Quoted passage =>
— Start —

# Firearms and Shooting > Shotgunning >  Shotgun Choice

## cambo

Ok guys, here's a good couple of questions regarding shotguns and their purchase...

What shotgun did you buy?
Why did you choose that particular shotgun?

Interested as it's getting very close to duck shooting and there may be a few out there looking to upgrade (me  :Wink:   ) or purchase their first shotty.
What recommendations/advise do you shotgunners have?

----------


## Wirehunt

The flash ones don't get more birds.  Get it fitted properly, or at least the best you can.

I bought ATA for the auto and can't remember the breed of SXS, both in 20 ga.  Shoot as many or more than the flash as 12 ga sitting beside me in the mai mai, and he is a fucking good shot.
The ATA holds six as standard in 20, don't know about the 12 ga.  So no mag extensions etc needed, unlike those expensive ones.

----------


## cambo

I've heard a few good things about those ATA's.

Any particular reason you went for a 20g rather than a 12g Wirehunt?

----------


## PerazziSC3

perazzi, get a perazzi! 

My first real duck gun (once i had out grown the 410 single shot) was a remmy 870 pump, i killed some serious amounts of shit with that and still do. I have used an extrema for a season and a benelli M2 for a season, personally i like the feel of the berettas but i still grab the benelli from the safe as it has a 8shot mag extender.

If you want to go down the inertia route i would probably just get a stoeger for $1000 (approx) instead of spending $2500ish for a benelli, same gun basically, both kick a lot more than your gas operated semi's like the berettas.

Im seriously considering getting a beretta A400 as they are seriously nice to shoot, but it is a lot of cash to folk out

----------


## Toby

I have always used a 12g. Just cheaper ammo here thats all. 

I have a GC 870  :Grin:  . For the price I paid and the shit I gave it last year its still going strong. 
My little bro has a Stoeger P350 I love that thing then there is the U/O Bikal I have in the 
Cupboard. Use that sometimes. Sold my SxS but regert it as I shot really good with it.

Looking at getting a new SxS at some point. A Yeildz or Khan something like that they look
Good and price is right.

----------


## Wirehunt

Ammo is lighter and less bulky so I can carry a lot more. Kicks less, better sight plane, swings heaps easier because of the lighter gun.

----------


## R93

Personally I dont think you can go past an M1 or M2 benelli for an auto. We have used the M1 super 90 on venison and rabbit control for as long as I can remember. The original one bought in mid the 90's is still going strong as are the others which are newer.

— End —

Entries provided =>
— Start —

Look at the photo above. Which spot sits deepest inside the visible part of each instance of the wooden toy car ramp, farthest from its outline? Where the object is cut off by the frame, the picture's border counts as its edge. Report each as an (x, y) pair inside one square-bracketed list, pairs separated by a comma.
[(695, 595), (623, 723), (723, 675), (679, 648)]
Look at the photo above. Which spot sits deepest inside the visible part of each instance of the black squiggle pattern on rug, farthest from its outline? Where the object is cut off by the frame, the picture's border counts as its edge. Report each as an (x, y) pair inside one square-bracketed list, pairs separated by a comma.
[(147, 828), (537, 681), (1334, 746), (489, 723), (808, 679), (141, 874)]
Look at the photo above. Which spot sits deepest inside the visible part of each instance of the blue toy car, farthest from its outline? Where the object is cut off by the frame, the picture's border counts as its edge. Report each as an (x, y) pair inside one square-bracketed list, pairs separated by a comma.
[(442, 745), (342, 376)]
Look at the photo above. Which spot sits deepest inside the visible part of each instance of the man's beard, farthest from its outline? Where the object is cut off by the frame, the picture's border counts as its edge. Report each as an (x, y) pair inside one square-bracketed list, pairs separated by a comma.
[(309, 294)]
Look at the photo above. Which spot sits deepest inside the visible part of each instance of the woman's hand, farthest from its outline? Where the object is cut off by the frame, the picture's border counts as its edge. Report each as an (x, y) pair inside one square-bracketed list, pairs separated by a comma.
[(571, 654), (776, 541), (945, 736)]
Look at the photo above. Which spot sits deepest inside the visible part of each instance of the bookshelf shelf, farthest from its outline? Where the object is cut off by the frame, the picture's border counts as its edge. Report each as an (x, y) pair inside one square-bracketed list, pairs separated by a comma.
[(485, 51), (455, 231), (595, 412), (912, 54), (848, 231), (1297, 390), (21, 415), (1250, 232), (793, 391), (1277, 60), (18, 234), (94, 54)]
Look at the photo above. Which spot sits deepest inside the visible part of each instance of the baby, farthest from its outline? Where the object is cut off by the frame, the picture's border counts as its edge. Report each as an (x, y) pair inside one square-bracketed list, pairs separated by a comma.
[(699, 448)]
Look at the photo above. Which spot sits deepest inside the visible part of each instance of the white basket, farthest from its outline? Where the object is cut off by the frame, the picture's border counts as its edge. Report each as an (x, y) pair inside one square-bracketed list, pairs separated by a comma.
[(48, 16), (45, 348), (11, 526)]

— End —
— Start —

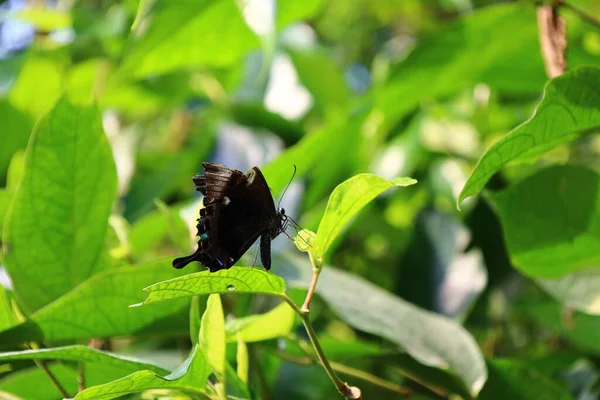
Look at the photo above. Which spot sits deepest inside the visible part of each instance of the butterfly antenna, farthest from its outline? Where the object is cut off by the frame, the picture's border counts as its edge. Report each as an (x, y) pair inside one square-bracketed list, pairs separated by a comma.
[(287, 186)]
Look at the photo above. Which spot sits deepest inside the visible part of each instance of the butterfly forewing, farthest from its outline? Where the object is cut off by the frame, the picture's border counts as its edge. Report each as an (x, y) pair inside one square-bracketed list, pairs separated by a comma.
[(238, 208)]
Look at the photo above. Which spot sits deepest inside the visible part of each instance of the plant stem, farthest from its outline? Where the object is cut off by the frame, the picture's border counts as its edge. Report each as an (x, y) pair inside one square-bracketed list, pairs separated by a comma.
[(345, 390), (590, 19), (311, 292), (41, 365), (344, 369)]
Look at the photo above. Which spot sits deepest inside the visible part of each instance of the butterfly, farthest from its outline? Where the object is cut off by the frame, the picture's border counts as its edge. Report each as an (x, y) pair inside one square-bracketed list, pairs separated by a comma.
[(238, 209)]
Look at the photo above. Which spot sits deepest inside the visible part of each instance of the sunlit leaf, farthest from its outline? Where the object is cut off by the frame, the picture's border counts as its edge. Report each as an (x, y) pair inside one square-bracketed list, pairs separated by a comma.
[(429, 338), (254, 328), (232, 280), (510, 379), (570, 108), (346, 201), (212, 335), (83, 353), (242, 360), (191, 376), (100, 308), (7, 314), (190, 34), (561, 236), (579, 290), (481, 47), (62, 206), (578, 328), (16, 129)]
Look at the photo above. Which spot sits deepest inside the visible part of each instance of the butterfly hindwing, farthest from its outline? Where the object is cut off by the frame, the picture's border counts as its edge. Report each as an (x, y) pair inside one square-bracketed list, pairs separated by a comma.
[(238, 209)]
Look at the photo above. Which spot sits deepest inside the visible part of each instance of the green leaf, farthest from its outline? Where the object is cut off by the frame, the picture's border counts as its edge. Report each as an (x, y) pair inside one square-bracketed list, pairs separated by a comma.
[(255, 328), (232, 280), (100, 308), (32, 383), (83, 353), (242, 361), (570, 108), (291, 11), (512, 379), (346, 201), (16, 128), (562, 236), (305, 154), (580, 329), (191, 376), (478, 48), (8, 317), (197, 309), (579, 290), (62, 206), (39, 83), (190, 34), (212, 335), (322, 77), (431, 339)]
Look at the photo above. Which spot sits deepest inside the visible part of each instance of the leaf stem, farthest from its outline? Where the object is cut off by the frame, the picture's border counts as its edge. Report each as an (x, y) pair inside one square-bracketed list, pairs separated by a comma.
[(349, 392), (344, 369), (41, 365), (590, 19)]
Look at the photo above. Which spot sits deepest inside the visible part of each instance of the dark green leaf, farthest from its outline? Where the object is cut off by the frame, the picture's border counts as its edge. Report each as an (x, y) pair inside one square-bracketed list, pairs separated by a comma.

— End —

Challenges =>
1: In the shotgun choice thread, how many shells does the ATA hold as standard in 20 gauge?
2: Reproduce the shotgun choice thread starting at "If you want" and ending at "here thats all.".

Solutions by task =>
1: Six.

2:
If you want to go down the inertia route i would probably just get a stoeger for $1000 (approx) instead of spending $2500ish for a benelli, same gun basically, both kick a lot more than your gas operated semi's like the berettas.

Im seriously considering getting a beretta A400 as they are seriously nice to shoot, but it is a lot of cash to folk out

----------


## Toby

I have always used a 12g. Just cheaper ammo here thats all.